# Records supplied start

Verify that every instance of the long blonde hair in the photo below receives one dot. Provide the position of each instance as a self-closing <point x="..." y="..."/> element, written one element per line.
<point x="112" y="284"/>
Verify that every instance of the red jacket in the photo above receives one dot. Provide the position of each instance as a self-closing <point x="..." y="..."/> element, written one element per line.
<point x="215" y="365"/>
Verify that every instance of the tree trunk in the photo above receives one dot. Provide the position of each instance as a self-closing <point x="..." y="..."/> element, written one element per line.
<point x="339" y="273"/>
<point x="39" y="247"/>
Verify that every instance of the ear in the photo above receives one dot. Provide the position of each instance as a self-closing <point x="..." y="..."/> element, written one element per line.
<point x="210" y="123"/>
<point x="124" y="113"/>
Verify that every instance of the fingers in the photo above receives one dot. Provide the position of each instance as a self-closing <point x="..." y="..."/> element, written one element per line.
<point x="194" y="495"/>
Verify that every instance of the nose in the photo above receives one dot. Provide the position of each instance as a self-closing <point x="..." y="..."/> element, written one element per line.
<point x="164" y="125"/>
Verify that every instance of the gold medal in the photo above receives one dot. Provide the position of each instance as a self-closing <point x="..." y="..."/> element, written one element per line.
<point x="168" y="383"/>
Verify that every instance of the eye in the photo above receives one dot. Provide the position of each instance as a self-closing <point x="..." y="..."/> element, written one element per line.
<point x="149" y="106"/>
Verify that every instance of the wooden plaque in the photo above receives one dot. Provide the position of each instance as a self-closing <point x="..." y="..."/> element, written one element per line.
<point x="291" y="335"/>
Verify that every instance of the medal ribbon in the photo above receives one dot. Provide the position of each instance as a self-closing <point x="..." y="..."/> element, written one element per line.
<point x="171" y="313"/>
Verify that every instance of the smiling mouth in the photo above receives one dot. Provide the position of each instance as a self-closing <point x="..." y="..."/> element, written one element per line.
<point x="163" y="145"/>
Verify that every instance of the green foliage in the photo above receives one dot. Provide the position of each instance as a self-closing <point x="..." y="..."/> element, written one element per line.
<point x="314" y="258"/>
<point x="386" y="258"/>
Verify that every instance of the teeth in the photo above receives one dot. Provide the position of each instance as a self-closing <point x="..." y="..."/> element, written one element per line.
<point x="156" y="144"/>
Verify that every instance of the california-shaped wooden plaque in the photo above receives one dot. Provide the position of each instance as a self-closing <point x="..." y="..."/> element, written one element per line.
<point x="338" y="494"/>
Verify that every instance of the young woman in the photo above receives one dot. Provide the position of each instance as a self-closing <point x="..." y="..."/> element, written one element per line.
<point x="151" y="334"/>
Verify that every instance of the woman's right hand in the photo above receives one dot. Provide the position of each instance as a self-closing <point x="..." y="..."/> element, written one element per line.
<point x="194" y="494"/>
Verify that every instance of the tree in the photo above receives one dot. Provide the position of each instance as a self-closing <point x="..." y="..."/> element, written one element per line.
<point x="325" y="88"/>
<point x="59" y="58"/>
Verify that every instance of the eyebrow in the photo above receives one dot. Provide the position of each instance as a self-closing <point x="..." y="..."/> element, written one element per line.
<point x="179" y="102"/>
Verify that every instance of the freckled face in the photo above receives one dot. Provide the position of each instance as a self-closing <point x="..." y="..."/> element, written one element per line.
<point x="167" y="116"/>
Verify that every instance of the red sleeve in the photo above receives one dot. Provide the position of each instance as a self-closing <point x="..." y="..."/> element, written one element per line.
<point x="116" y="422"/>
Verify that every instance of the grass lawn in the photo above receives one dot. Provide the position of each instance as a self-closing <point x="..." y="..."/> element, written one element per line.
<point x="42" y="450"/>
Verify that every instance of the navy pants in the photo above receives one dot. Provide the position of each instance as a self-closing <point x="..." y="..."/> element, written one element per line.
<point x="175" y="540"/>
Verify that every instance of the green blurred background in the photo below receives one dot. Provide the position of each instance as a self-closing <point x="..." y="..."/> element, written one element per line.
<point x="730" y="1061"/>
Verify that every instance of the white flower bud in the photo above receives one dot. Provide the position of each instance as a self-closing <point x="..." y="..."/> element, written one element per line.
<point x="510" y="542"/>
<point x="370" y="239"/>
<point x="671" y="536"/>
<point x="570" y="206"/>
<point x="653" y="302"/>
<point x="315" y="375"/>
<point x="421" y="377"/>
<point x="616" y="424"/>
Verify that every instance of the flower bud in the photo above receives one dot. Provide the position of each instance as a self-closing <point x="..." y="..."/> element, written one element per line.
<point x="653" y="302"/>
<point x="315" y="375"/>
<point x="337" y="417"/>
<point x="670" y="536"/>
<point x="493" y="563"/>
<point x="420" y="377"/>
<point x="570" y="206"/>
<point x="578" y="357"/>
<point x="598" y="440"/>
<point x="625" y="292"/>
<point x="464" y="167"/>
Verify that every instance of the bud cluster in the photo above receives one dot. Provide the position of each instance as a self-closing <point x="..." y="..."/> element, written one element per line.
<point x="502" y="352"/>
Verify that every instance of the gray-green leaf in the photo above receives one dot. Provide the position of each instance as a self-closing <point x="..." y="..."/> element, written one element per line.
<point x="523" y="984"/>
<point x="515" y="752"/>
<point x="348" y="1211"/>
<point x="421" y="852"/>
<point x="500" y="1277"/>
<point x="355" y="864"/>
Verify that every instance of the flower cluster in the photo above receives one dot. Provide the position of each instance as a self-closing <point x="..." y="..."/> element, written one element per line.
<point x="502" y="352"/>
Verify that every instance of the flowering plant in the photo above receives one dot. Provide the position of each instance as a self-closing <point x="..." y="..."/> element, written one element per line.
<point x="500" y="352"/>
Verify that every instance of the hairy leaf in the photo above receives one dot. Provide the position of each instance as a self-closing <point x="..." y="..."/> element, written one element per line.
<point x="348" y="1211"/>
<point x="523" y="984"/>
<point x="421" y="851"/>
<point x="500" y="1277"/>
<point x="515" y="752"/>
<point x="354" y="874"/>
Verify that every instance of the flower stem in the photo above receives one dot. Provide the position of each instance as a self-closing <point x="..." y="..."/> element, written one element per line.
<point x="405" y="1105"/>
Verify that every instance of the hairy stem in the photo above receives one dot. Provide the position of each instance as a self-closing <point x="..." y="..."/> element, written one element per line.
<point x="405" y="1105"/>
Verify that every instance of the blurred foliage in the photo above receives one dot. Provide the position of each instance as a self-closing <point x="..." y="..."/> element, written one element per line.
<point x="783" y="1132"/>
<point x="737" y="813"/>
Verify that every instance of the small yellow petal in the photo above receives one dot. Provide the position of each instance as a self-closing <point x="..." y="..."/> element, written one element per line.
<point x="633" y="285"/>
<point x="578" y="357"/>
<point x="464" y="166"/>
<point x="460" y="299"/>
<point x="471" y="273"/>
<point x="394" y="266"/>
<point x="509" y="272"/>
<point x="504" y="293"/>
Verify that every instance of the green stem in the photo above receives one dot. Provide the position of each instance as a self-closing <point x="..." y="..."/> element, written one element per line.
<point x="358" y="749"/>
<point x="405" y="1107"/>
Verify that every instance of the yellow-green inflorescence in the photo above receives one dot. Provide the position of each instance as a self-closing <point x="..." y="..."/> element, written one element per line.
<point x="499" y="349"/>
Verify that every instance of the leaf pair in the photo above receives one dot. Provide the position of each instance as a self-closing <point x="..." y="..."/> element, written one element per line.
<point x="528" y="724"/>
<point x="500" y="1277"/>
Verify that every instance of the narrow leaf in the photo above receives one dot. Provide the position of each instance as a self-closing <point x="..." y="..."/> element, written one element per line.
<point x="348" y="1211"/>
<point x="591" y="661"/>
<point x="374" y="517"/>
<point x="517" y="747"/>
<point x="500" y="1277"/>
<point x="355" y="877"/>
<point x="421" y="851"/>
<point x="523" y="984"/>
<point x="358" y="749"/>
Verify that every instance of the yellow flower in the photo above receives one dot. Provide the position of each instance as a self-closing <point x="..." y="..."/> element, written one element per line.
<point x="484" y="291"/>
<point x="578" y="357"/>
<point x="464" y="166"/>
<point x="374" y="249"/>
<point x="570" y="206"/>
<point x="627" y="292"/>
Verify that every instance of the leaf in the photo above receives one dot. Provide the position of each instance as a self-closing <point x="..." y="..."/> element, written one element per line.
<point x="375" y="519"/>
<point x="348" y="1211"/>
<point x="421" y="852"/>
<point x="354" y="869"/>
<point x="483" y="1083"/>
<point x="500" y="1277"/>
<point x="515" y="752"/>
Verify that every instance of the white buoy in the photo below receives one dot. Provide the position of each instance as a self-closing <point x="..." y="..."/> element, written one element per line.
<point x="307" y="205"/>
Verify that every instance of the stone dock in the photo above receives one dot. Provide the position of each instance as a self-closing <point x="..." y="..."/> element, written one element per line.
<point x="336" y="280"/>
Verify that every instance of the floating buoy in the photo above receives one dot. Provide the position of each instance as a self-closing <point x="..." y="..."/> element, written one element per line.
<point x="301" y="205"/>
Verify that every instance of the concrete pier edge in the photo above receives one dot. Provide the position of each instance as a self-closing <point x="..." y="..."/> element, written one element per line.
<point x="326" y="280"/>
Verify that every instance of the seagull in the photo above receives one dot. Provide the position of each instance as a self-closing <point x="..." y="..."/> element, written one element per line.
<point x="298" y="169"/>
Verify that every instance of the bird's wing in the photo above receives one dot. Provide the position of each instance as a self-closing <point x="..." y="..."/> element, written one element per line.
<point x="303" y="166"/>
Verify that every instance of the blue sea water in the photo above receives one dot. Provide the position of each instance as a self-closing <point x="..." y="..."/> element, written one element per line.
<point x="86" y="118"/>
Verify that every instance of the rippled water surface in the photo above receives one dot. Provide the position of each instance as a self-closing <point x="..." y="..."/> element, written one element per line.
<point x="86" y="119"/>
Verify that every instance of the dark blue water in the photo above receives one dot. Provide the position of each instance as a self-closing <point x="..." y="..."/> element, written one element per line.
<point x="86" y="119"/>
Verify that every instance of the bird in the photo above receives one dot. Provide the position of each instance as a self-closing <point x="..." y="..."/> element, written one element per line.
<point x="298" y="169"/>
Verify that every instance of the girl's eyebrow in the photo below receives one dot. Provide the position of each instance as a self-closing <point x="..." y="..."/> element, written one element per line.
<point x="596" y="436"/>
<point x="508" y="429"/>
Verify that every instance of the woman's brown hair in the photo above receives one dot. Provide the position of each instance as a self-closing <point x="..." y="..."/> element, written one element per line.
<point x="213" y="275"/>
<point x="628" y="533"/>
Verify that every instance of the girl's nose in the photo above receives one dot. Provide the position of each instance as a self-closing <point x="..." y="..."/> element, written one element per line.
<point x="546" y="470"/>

# Records supplied end

§ **Short task**
Print from the line containing "Verify that every instance of the rippled" to the last line above, exactly as written.

§ **Response below**
Verify that every instance of the rippled water surface in the photo above receives one dot. Provide the position of each instance as a self-closing <point x="..." y="..."/> element, written one element per line.
<point x="86" y="119"/>
Verify that every instance of the dark blue water in the photo above receives one dot. Provide the position of each instance as a self-closing <point x="..." y="..."/> element, written one element per line.
<point x="86" y="119"/>
Verify that every instance of the bird in the photo above receives one dot. Provide the position of each instance as a self-closing <point x="..." y="..."/> element, written one element per line.
<point x="298" y="169"/>
Verify that every instance of the girl's eyebrow in the photo below receives one dot. Provide the position of each instance as a self-closing <point x="..." y="..."/> element, written one element per line.
<point x="596" y="436"/>
<point x="508" y="429"/>
Verify that every instance of the woman's brown hair in the photo above receives one dot. Provide the position of each instance as a self-closing <point x="..." y="..."/> element, written one element per line.
<point x="213" y="275"/>
<point x="628" y="533"/>
Verify that every instance of the girl's nose in the photo above receives one dot. Provide the position of each instance as a self-closing <point x="..." y="..."/> element, written one element per line.
<point x="546" y="470"/>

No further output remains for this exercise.